-- start --

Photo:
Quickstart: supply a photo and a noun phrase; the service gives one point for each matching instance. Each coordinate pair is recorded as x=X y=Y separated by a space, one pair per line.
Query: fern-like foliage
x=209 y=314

-- end --
-- start --

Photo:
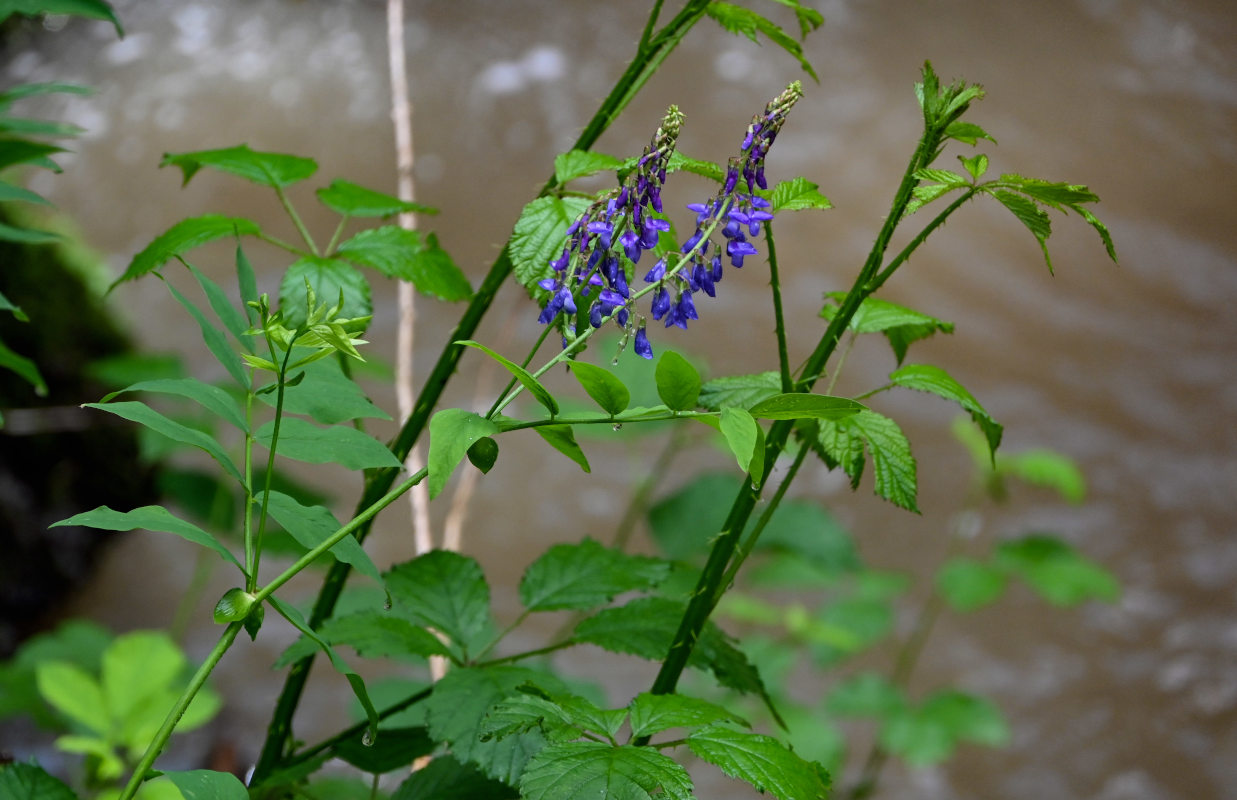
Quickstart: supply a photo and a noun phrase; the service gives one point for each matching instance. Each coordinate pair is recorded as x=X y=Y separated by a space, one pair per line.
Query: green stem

-- end --
-- start --

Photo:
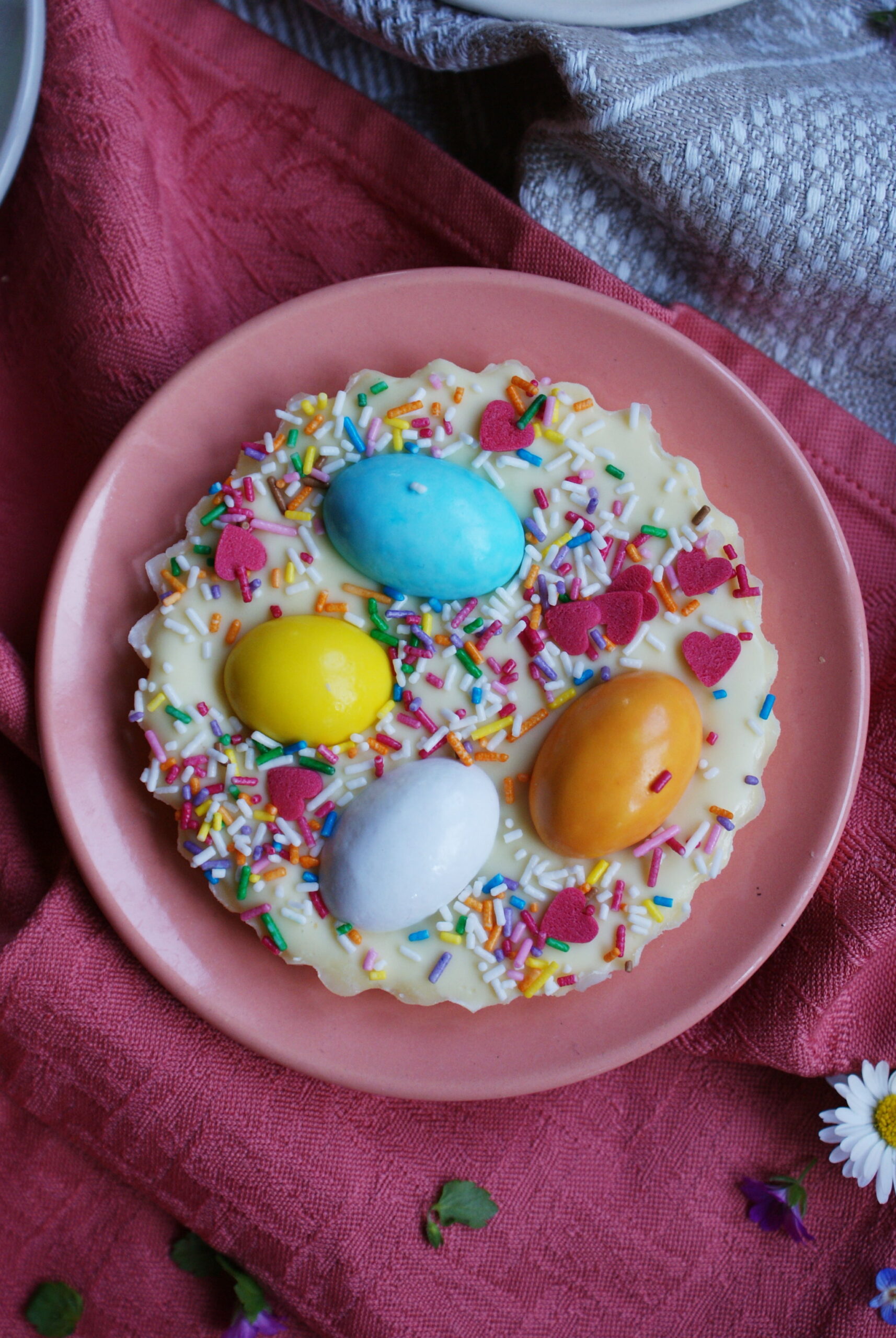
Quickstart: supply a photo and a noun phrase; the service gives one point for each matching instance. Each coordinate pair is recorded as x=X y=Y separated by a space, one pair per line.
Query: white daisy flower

-- end --

WHAT YOU ARE ASKED TO DO:
List every line in the records above that contains the word "Query".

RESPONSE FOR THIS EXERCISE:
Query: fern-like foliage
Query: green stem
Query: white daisy flower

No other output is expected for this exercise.